PROVIDED INFORMATION:
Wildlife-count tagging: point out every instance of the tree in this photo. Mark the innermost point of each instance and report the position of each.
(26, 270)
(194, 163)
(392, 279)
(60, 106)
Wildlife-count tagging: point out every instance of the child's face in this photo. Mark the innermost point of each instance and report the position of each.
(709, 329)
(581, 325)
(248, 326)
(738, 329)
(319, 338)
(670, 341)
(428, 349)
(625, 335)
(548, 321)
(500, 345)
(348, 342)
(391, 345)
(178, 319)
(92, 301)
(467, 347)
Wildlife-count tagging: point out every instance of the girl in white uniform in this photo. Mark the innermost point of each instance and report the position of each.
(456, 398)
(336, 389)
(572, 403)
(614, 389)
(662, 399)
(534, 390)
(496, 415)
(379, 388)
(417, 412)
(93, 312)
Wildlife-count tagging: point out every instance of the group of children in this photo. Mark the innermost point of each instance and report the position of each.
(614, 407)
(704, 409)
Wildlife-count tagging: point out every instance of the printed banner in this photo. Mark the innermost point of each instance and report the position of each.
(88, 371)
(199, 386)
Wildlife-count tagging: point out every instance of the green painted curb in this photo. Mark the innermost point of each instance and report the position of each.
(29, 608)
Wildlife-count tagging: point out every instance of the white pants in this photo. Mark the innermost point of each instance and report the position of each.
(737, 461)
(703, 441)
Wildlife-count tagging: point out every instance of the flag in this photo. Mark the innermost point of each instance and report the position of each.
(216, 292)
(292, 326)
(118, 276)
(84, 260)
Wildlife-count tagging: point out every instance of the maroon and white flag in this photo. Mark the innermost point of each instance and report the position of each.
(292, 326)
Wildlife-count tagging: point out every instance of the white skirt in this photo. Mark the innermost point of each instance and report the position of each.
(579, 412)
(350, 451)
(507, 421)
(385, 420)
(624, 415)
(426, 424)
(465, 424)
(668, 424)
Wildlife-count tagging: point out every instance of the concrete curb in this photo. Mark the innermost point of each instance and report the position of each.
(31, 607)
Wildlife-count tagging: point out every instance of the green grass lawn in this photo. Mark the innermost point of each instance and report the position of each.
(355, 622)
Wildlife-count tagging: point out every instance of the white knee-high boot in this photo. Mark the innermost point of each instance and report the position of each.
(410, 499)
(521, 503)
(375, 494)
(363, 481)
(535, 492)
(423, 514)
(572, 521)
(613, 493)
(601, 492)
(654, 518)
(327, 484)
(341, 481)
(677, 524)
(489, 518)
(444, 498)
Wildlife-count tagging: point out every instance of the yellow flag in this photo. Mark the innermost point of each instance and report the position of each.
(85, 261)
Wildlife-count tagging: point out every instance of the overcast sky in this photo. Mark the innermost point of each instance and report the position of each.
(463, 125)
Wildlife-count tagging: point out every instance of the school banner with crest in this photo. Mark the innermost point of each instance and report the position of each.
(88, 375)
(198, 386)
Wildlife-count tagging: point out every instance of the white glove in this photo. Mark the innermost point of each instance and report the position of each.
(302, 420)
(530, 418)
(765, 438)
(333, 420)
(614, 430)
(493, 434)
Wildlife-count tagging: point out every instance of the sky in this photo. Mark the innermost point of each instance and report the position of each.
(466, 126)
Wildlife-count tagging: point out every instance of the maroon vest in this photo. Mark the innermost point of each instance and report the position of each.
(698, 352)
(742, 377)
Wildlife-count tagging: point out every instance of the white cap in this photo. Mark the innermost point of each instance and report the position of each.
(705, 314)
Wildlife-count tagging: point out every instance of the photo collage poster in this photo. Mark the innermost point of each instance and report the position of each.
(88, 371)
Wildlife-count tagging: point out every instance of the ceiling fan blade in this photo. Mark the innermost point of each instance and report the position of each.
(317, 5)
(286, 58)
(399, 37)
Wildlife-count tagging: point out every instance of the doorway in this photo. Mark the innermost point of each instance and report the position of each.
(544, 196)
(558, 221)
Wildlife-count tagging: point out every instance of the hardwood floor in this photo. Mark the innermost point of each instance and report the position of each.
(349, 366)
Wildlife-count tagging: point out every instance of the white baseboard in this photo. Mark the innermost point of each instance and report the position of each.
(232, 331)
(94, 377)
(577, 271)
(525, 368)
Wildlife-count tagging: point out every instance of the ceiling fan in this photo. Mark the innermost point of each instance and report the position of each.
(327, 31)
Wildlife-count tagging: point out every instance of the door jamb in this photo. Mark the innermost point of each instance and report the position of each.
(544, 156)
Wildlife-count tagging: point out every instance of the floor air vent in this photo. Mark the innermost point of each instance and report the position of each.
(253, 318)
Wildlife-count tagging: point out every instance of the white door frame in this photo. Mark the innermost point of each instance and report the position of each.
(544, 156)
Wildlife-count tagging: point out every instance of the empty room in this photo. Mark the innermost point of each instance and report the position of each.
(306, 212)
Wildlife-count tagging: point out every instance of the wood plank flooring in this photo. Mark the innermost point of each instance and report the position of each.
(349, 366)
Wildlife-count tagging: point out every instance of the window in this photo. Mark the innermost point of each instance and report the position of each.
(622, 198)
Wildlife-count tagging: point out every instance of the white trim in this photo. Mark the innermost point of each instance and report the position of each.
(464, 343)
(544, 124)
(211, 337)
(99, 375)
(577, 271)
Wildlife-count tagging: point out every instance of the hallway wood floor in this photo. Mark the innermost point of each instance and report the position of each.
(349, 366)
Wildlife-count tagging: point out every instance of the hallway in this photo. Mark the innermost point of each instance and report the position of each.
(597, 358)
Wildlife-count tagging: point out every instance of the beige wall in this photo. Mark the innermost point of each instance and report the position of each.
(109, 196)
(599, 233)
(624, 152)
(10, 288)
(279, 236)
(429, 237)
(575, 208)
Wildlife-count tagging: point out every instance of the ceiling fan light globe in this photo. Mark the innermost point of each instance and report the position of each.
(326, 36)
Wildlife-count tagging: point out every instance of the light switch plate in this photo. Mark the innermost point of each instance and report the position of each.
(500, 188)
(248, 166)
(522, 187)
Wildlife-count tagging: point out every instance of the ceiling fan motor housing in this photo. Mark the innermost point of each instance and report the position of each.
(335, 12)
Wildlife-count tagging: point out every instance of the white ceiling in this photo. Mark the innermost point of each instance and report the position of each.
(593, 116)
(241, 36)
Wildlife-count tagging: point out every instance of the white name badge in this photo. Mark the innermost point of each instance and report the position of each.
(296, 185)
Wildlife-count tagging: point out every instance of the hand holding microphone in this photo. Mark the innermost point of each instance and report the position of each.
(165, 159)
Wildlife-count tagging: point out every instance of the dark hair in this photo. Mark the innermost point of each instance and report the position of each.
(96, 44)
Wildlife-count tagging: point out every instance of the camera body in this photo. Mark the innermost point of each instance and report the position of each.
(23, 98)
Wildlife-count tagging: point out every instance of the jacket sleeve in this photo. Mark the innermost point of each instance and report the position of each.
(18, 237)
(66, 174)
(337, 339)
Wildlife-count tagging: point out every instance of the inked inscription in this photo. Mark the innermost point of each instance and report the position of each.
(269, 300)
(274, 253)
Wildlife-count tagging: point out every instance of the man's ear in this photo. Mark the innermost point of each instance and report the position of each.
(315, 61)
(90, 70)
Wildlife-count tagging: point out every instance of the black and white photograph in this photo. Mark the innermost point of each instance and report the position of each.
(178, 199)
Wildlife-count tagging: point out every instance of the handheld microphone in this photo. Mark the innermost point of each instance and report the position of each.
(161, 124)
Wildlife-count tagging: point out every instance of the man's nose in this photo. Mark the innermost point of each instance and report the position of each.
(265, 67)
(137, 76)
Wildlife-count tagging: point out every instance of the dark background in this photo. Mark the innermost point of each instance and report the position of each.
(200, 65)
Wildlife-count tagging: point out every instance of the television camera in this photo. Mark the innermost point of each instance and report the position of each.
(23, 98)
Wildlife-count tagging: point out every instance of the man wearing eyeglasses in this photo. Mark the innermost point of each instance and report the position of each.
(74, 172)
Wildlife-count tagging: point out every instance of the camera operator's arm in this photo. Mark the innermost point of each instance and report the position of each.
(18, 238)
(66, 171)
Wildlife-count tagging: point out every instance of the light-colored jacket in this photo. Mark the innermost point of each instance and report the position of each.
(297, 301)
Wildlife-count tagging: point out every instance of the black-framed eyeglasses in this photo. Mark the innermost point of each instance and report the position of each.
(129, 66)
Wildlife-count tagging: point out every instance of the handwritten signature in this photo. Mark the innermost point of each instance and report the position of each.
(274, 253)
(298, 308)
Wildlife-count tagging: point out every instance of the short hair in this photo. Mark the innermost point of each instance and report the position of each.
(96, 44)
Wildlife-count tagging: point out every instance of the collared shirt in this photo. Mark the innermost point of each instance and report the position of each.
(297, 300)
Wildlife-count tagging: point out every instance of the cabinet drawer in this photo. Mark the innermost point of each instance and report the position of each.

==

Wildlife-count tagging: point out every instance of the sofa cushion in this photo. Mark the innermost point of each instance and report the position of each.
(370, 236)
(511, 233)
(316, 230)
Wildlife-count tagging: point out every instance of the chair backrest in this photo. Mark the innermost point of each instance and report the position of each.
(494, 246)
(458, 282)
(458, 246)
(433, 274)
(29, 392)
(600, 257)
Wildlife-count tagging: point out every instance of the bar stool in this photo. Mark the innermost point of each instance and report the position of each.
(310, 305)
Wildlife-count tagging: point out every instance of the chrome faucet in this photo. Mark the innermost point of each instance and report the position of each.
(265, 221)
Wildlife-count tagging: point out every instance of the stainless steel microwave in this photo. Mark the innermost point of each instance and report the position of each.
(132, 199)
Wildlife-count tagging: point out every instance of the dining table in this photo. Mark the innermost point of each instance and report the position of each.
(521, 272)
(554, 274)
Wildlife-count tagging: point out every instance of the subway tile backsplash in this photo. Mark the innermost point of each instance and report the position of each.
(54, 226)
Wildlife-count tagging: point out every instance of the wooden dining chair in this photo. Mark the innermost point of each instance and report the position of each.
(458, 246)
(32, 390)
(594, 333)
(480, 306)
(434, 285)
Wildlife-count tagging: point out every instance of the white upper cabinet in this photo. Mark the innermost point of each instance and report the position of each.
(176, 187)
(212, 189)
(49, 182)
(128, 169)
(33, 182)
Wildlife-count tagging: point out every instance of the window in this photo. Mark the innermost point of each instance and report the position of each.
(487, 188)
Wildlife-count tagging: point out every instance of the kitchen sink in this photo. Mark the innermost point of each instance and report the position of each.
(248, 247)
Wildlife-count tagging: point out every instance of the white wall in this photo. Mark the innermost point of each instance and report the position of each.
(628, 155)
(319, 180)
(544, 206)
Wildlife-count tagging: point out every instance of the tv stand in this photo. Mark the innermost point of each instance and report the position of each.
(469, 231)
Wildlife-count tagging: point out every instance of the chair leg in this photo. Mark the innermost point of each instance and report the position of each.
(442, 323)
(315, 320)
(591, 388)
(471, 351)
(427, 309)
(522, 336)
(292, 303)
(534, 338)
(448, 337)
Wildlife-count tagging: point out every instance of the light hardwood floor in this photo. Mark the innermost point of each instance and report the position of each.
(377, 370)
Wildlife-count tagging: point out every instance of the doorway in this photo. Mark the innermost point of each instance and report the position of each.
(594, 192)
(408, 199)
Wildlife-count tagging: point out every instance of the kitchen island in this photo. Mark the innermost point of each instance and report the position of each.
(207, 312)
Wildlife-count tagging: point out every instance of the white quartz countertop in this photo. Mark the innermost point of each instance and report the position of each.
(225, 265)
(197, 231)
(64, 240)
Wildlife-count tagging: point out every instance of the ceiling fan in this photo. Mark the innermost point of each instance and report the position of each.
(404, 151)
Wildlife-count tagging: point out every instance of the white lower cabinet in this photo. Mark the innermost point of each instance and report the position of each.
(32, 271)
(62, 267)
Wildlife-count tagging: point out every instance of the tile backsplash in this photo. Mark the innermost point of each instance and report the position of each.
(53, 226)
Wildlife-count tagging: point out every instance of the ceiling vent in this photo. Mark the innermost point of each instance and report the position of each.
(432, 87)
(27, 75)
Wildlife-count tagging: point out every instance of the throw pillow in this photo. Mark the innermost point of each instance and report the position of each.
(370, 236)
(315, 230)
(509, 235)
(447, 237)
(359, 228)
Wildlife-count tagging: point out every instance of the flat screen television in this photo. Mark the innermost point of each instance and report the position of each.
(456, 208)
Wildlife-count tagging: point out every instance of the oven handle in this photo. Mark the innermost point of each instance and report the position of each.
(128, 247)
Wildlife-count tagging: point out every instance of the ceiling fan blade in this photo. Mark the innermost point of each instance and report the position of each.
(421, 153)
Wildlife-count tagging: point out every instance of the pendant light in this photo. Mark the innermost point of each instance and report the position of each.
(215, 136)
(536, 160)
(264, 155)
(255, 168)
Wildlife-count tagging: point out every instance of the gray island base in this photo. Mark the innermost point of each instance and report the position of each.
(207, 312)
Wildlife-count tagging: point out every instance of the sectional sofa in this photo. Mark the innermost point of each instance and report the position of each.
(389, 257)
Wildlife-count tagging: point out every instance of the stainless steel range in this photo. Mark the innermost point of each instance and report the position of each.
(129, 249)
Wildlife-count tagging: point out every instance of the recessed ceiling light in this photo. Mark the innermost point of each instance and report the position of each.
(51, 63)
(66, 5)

--

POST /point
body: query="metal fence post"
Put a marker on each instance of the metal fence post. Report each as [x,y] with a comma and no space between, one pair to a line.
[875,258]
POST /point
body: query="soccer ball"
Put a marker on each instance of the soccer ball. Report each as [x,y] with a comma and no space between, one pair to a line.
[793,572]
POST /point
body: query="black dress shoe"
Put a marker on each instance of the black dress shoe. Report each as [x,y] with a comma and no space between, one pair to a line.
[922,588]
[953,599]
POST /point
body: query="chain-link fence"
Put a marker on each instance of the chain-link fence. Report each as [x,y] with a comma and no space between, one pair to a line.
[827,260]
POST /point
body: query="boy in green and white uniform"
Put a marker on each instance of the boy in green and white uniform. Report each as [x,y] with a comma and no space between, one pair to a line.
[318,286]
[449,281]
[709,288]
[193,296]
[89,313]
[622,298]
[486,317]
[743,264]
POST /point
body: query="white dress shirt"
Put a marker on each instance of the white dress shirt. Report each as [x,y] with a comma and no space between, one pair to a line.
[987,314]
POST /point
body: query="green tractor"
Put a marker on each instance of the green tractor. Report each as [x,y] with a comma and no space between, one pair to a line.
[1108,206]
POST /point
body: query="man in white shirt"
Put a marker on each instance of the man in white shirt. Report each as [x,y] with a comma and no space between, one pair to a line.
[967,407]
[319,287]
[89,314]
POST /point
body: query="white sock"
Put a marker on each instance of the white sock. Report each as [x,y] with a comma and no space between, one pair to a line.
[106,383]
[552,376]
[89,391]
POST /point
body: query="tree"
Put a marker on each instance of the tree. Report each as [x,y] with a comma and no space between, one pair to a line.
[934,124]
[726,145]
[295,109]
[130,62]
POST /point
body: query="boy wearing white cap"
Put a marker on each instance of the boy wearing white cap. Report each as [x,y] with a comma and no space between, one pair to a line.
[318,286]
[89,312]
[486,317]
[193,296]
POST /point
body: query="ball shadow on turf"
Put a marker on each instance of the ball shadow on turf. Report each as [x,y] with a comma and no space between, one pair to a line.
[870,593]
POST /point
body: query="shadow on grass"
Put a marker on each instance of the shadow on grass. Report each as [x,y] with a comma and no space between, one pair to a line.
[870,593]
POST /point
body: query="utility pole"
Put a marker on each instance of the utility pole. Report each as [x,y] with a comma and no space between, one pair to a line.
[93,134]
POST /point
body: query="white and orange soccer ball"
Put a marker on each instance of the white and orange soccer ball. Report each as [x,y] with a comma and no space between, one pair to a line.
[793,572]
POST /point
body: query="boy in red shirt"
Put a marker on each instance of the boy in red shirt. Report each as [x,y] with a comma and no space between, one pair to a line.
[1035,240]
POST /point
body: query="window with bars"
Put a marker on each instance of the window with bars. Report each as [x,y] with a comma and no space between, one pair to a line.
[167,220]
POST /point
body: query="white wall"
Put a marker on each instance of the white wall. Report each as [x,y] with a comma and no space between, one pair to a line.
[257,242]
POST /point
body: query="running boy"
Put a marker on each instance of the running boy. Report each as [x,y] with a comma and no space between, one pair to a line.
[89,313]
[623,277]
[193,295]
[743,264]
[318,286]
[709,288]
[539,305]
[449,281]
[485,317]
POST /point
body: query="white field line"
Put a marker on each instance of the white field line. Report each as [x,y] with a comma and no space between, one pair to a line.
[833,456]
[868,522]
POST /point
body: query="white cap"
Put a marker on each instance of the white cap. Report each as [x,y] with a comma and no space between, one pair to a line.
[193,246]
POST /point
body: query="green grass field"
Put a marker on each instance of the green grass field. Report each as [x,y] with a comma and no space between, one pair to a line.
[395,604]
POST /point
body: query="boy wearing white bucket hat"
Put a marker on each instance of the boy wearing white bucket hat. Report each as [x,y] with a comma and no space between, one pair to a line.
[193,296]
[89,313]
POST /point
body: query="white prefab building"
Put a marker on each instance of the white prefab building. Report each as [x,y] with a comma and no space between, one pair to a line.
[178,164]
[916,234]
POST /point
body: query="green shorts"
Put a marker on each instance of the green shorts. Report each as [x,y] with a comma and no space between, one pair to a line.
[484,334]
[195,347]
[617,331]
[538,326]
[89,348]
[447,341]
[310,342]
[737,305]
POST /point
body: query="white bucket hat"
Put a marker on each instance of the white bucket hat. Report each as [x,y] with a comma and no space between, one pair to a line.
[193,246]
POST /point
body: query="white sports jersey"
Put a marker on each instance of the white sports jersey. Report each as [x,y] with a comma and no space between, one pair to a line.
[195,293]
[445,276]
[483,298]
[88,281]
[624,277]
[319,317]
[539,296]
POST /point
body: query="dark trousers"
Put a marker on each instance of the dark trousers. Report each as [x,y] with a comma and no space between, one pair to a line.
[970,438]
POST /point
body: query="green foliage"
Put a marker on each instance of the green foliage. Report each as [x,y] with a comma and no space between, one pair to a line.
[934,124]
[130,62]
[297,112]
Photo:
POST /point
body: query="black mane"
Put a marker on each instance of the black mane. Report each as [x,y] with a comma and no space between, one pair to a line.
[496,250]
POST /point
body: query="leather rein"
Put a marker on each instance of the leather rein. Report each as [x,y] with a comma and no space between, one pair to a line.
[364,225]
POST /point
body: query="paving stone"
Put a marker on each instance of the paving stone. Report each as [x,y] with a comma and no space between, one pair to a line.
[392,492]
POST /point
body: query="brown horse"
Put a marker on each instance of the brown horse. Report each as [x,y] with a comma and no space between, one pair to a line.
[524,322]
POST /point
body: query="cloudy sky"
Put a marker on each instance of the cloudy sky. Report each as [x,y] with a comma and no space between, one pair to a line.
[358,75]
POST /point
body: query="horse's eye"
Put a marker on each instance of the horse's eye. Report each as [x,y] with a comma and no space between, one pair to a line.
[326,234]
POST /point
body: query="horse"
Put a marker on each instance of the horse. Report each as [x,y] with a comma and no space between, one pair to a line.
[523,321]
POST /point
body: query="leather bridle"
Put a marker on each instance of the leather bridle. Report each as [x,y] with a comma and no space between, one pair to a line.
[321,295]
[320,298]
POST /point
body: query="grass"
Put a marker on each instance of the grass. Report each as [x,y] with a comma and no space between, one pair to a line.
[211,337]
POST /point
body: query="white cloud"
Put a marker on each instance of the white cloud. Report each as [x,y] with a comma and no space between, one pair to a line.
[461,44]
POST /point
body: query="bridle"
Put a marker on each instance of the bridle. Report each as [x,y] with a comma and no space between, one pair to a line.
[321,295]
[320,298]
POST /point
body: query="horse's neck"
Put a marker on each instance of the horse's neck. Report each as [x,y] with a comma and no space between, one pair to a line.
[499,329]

WHAT NEEDS TO BE DONE:
Set down exactly the lines of the data above, beginning with the line that has "Wildlife-count tagging: point out every instance of the short" and ending with the line that has "Wildlife-count tagging: point out every instance of the cabinet", and no others.

WRITTEN RESPONSE:
Wildlife-count tagging: point out every instance of the short hair in this photo. Mark the innermost point of each instance and report the position of each.
(96, 44)
Wildlife-count tagging: point out every instance of the collared shirt in this photo. Mark the innermost point of each instance and report the position of each.
(297, 300)
Wildlife-count tagging: point out every instance of the cabinet drawer in this photo. Mark the innermost point of each instance and report the position of each.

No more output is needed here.